**Try it:**
Nothing but the lines below between the line holding "Write each point like <point>109,171</point>." and the line holding "Write each point like <point>14,308</point>.", inclusive, should appear in the answer, each set down exactly.

********

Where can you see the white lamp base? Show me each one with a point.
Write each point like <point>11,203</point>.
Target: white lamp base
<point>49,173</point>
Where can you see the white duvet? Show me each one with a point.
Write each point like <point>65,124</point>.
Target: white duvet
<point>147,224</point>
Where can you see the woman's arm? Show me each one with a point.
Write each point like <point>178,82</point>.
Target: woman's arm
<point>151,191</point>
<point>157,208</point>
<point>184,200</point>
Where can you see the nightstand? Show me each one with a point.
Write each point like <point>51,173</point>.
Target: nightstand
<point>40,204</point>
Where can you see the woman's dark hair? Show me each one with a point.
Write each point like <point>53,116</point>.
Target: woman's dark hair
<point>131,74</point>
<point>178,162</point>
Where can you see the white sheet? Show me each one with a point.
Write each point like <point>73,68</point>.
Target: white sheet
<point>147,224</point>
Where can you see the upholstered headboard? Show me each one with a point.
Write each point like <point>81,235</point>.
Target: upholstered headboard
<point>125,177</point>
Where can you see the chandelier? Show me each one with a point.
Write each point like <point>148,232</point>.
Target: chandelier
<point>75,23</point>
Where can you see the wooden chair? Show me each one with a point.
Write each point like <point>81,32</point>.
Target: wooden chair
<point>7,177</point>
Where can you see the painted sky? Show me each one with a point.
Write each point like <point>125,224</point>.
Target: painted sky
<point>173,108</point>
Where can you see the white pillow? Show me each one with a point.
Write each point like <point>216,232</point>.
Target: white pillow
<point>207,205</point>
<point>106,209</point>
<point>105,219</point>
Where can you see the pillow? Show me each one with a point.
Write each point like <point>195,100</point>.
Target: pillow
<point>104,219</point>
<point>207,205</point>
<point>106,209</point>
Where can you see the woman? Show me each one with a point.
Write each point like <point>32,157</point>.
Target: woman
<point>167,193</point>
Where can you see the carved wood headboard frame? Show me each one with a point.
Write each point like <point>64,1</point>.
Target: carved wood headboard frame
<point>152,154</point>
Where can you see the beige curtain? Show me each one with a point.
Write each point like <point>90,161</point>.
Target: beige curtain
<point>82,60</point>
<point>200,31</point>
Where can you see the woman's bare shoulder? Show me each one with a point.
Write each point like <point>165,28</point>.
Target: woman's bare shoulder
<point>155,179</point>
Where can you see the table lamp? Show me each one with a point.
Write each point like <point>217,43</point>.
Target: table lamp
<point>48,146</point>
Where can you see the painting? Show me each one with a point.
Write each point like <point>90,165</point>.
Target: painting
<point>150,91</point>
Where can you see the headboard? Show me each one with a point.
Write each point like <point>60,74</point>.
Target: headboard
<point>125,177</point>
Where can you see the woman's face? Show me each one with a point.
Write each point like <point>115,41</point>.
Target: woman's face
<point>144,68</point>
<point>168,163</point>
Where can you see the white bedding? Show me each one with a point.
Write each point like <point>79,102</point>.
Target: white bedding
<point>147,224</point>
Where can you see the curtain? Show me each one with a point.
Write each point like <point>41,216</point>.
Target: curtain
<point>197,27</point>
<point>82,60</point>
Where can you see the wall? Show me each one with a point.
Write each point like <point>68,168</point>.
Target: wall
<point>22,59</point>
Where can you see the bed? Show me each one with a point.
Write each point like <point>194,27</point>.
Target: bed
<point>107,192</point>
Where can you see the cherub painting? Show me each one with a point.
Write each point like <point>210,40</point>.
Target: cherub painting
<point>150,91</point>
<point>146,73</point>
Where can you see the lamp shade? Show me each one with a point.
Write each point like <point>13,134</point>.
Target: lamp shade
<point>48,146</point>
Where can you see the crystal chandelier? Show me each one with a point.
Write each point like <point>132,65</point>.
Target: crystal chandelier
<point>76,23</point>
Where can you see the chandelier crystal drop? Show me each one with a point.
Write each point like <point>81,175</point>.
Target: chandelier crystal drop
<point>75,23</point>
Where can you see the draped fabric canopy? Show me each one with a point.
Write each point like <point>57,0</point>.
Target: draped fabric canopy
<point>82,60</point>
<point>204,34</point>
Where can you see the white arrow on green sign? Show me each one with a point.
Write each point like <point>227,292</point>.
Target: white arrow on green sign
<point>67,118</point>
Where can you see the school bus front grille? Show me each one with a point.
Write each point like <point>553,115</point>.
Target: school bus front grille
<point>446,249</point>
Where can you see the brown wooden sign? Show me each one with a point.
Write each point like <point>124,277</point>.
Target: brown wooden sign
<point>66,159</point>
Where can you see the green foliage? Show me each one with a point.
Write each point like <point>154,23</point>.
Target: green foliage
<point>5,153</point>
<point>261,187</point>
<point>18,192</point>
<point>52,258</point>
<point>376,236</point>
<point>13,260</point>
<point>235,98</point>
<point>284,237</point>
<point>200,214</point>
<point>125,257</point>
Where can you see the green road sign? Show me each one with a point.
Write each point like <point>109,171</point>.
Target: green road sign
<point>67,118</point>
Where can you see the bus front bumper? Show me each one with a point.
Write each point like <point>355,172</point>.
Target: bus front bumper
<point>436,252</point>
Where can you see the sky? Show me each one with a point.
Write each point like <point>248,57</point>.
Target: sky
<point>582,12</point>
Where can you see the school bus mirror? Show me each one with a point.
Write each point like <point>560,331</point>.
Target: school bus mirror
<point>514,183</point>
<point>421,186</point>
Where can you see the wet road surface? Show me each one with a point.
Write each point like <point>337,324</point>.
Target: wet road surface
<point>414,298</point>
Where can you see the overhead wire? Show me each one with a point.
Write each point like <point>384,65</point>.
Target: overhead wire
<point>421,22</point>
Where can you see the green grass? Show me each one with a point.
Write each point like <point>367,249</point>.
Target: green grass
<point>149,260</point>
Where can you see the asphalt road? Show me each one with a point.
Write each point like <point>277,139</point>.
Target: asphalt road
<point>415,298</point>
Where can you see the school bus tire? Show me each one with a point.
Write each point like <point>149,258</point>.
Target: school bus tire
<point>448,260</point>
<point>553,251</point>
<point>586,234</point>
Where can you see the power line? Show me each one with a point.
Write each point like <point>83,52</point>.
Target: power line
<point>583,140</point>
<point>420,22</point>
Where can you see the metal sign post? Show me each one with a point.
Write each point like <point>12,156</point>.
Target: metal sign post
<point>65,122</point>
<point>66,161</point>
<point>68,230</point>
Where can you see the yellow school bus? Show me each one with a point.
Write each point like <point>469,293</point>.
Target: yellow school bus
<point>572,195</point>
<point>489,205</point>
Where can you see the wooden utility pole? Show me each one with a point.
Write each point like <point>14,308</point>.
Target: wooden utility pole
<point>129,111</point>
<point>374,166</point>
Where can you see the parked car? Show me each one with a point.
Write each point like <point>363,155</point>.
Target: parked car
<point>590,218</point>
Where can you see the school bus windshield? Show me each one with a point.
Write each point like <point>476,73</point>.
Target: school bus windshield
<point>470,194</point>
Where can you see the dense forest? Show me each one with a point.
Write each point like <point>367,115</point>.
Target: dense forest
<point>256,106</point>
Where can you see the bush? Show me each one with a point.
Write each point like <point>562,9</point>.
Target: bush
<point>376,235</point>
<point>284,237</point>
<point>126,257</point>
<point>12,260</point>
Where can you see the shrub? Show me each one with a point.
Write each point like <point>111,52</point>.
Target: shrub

********

**Solved exercise:**
Write each point like <point>109,171</point>.
Target: green road sign
<point>67,118</point>
Where can you see the bus front bumper? Show me each one with a point.
Write each point like <point>355,172</point>.
Target: bus front bumper
<point>436,252</point>
Where can you see the sky? Show me each one with a point.
Write each point like <point>248,57</point>.
Target: sky
<point>582,12</point>
Where can you see the school bus mirror? Show me each one with a point.
Write each point like <point>560,331</point>.
Target: school bus mirror
<point>514,183</point>
<point>421,186</point>
Where can you see the wet road surface? Show me each one with a point.
Write each point like <point>337,324</point>.
Target: wet road surface
<point>414,298</point>
Where can you see the overhead wire? Show me each one with a point.
Write each point like <point>384,65</point>.
Target: overhead wire
<point>421,22</point>
Where can you see the green grass? Show me each one with a point.
Write each point like <point>367,249</point>.
Target: green grass
<point>149,260</point>
Where can you see the asphalt road? Show me each one with a point.
Write each point like <point>277,139</point>.
Target: asphalt road
<point>415,298</point>
Where can you see the school bus tire? Show me each one with a point.
Write each point like <point>149,258</point>.
Target: school bus tire
<point>448,260</point>
<point>553,251</point>
<point>586,234</point>
Where can you see the power line? Show me each one with a point.
Write each point like <point>83,52</point>.
Target: power line
<point>583,140</point>
<point>420,22</point>
Where can you see the metal sign post? Show me each one with a point.
Write each point like <point>12,156</point>.
Target: metal sign post
<point>65,122</point>
<point>66,161</point>
<point>68,230</point>
Where can you see the yellow school bus? Show me each one with a point.
Write each point like <point>469,293</point>.
Target: yellow school bus
<point>572,195</point>
<point>489,205</point>
Where can you see the wooden utility pole? Show me each one with a point.
Write each point like <point>14,308</point>.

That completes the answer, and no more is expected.